§ **TASK INSTRUCTIONS**:
Please rewrite all these lines, requests included, multiplying every coordinate value in the answers by 1.35 and rounding to whole numbers, with halves rounded up. Do this for all the items, and leave the pictures out of your answer.

Photo object pointing items:
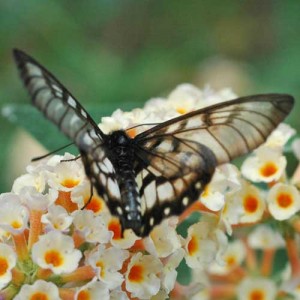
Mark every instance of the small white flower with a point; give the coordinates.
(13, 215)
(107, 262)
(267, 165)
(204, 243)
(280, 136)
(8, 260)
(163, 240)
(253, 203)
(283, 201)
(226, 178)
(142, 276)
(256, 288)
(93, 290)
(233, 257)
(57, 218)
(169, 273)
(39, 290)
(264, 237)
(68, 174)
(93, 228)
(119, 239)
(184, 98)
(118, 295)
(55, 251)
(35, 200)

§ **THE REPLY**:
Mark every instance of the small white flower with a point; give the coordinates.
(18, 290)
(144, 354)
(360, 223)
(275, 328)
(378, 184)
(11, 351)
(220, 324)
(342, 274)
(382, 271)
(305, 240)
(192, 373)
(346, 389)
(126, 392)
(315, 347)
(77, 294)
(228, 369)
(53, 392)
(356, 320)
(92, 235)
(126, 308)
(161, 323)
(248, 132)
(159, 398)
(74, 339)
(47, 270)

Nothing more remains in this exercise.